■ What is asked ■
Would you copy out the whole listing exactly as given?

■ Data entries ■

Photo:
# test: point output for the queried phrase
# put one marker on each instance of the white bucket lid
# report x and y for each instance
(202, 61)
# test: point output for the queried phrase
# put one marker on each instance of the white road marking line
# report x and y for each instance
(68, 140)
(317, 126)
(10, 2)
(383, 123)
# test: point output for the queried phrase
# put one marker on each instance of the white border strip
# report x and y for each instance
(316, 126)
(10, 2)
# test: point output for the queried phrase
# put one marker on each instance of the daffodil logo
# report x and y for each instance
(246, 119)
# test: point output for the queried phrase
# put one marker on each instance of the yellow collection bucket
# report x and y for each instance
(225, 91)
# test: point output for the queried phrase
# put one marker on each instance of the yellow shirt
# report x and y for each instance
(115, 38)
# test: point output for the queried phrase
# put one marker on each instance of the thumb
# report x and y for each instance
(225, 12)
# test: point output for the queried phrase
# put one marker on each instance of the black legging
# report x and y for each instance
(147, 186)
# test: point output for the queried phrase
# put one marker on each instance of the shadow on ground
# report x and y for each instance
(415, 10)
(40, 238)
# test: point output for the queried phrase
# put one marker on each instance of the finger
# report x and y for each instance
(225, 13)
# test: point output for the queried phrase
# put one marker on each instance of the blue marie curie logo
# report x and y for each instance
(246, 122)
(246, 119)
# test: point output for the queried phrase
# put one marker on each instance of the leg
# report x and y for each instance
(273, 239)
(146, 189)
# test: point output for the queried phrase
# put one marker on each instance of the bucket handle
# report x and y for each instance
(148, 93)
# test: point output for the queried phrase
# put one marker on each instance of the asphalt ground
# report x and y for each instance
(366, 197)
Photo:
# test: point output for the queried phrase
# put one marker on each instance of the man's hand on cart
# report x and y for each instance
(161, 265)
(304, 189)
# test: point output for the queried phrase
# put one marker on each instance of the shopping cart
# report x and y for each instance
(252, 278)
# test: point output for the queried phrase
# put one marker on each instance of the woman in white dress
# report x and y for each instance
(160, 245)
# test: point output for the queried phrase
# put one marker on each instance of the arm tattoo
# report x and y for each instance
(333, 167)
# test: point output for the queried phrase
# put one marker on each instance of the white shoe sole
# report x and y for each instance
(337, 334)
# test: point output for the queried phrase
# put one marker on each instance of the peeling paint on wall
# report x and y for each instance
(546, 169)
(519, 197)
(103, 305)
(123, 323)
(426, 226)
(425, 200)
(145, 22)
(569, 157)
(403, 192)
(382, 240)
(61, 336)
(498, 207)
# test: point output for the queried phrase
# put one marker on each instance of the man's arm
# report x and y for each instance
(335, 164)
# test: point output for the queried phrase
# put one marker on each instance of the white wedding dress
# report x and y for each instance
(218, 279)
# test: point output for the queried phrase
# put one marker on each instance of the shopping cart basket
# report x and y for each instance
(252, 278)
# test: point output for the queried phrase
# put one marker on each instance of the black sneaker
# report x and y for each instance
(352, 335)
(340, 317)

■ The solution ■
Photo:
# test: point output for the queried phrase
# put one marker on each instance of the white bucket lid
# report x and y for each instance
(202, 61)
# test: point output for the queried phrase
# put one marker on each instance of the white road marking line
# report x and y for each instance
(68, 140)
(317, 126)
(10, 2)
(383, 123)
# test: point output for the queried phrase
# put one marker on each instance of the white border strip
# report x and y for each instance
(316, 126)
(10, 2)
# test: point output for the queried phrase
# put one marker on each instance of the daffodil logo
# report x and y for each instance
(246, 119)
# test: point output for the queried phrase
# put one marker on each instance of the yellow collection bucket
# report x and y for each instance
(225, 91)
# test: point output for the queried phrase
# put one marker on each instance of the yellow shirt
# report x and y for each instance
(115, 38)
# test: point output for the queried phrase
# put one marker on each instance of the thumb
# report x and y for each instance
(225, 12)
# test: point output for the queried phrase
# put one marker on each instance of the black legging
# report x and y for each instance
(147, 186)
# test: point output for the queried phrase
# put one marker on each instance of the shadow on ground
# report x and y for each instance
(415, 10)
(40, 238)
# test: point output for the queried phrase
# put one marker on each instance of the finger
# report x and y for each instance
(225, 13)
# test: point output for the queried phrase
# put one marker on each instance of the blue marie curie logo
# report x and y for each instance
(246, 122)
(246, 119)
# test: point output for the queried phrase
# put one marker on each instance of the leg
# report x and y for each instance
(273, 239)
(146, 189)
# test: point output for the queried phrase
# put one marker on each instance of the bucket handle
# report x and y for each instance
(148, 93)
# test: point output for the queried phrase
# put one marker on each instance of the asphalt ground
# report x and y for each instance
(366, 197)
Photo:
# test: point output for the queried phrase
# put one marker on each instance of the man's hand on cart
# report x and y for each instance
(161, 265)
(304, 189)
# test: point output for the queried phrase
# put one marker on each instance of the shopping cart
# report x and y for each instance
(252, 278)
# test: point output for the queried phrase
# put one marker on each instance of the woman in white dress
# report x and y for each instance
(160, 245)
# test: point output for the queried phrase
# put one marker on each instance of the arm tattoo
# report x and y for each instance
(333, 167)
# test: point output for the queried phrase
# put one marker on each instance of the white shoe sole
# report x and y for each instance
(337, 334)
# test: point output for the queried phrase
# put one marker on each instance of the peeling paint on wall
# report x and y for each instance
(546, 169)
(519, 197)
(103, 305)
(123, 323)
(426, 226)
(425, 200)
(145, 22)
(569, 157)
(403, 192)
(382, 240)
(61, 336)
(498, 207)
# test: point output for the queried phrase
# put one marker on each instance of the man's arm
# report x and y for each instance
(335, 164)
# test: point output for the queried phrase
# put one marker on each instance of the white wedding dress
# report x and y for each instance
(218, 279)
# test: point output for the queried phrase
# put one marker on each instance of the shopping cart basket
# report x and y for each instance
(252, 278)
# test: point output for the queried phrase
# put one marker on each instance of the black sneaker
# report x and y for each instance
(352, 335)
(340, 317)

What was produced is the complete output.